START Provided records

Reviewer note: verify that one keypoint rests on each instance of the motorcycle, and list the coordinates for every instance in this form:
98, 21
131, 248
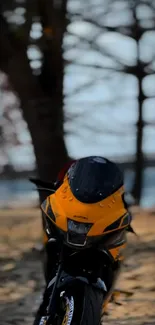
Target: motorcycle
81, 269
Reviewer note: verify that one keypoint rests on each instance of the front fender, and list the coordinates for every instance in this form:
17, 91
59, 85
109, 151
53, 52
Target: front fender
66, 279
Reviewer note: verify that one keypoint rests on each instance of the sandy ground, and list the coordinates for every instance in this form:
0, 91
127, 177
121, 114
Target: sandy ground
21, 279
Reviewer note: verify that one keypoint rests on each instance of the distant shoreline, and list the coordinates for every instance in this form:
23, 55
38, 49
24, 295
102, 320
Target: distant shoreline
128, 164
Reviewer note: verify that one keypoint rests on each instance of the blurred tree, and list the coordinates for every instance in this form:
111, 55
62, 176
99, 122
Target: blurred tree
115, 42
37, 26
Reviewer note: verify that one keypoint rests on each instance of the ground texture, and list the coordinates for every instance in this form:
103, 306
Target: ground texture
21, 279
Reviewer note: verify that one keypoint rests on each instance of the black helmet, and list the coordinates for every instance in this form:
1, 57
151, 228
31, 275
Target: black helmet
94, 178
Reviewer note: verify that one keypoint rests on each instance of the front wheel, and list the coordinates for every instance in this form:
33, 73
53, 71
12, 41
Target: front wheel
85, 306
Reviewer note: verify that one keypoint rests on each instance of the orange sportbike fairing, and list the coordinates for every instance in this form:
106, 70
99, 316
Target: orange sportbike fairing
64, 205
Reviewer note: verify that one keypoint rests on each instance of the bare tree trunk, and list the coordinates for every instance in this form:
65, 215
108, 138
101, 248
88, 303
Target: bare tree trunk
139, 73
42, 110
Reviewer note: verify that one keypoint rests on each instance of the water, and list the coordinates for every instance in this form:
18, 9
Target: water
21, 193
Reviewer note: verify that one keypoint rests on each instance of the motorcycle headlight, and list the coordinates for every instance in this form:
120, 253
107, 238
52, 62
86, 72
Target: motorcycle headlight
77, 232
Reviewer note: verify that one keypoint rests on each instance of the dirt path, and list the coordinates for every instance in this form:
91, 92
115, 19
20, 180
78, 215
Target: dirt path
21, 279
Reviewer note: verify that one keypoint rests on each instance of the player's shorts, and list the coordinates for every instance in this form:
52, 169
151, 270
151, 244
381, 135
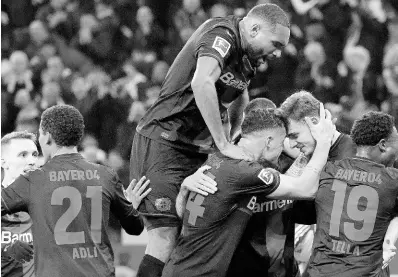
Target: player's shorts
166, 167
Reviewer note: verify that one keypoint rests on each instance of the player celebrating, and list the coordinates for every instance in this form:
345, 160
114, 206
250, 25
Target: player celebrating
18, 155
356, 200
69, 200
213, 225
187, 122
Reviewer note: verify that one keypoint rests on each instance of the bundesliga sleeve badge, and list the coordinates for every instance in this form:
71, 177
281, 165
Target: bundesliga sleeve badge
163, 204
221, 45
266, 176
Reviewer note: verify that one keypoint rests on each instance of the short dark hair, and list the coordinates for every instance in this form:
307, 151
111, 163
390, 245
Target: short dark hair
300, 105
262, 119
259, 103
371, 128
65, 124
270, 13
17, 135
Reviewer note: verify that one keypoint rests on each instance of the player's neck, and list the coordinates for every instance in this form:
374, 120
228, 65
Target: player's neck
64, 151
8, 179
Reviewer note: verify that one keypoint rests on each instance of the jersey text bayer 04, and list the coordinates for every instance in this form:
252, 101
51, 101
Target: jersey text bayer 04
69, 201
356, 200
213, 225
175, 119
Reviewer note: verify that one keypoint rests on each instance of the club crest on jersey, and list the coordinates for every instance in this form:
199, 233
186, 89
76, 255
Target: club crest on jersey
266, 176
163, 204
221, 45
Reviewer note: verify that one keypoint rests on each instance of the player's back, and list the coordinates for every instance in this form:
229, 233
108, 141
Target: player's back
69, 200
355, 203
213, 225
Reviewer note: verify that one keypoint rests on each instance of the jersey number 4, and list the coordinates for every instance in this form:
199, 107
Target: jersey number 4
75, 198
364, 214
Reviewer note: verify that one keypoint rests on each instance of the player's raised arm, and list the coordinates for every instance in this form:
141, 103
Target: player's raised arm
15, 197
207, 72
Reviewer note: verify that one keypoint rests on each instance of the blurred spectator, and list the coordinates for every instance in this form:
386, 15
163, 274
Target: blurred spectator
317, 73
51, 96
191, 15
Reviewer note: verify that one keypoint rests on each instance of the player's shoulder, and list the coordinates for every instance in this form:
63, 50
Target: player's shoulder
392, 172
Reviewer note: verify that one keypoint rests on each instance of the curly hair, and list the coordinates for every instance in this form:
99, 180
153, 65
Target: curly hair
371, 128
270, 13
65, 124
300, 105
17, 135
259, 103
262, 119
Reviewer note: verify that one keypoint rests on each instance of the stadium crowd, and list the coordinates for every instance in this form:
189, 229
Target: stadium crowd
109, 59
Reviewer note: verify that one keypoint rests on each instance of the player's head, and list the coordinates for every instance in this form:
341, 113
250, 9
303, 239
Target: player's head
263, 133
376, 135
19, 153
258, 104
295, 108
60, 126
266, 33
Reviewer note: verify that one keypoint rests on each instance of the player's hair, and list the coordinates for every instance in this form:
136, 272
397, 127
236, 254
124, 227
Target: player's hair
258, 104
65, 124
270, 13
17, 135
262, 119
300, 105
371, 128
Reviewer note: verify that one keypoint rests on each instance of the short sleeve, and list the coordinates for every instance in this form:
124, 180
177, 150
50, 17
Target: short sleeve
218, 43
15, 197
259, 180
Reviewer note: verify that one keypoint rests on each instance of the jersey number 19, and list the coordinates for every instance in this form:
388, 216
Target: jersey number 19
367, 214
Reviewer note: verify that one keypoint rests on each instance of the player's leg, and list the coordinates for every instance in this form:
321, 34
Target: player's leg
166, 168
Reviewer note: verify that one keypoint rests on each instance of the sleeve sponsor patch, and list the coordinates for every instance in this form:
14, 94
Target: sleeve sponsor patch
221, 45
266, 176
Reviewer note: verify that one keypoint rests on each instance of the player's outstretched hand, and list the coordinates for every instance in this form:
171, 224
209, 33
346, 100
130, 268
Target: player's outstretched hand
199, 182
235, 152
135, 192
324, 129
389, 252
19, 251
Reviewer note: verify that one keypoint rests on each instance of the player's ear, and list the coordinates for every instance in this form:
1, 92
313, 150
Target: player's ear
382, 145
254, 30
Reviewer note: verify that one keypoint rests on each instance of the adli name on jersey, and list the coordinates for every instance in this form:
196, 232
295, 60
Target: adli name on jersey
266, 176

END Provided records

--- Work instructions ---
Exact copies of the lines from the one with "the player's outstretched" through the final line of the listing should be returned, and no other lines.

--- Problem solution ---
Reviewer note: verify that one keypoint rests on each instance of the player's outstretched hand, and list the coordinates for every instance in this form:
171, 224
209, 33
346, 100
130, 268
Target: player's outstretched hand
199, 182
235, 152
135, 192
324, 129
389, 252
19, 251
Reviewer note: verify that one keypoint rests on each instance of the player's ear, and list the coordinates for every instance in this form:
1, 92
313, 150
Target: player's ear
382, 145
254, 30
Reviewer note: verify that one keypoint rests on each instance of the adli name on jersey, and list the coordinates for every instance in this form:
196, 232
295, 60
Target: adli name on jersey
266, 176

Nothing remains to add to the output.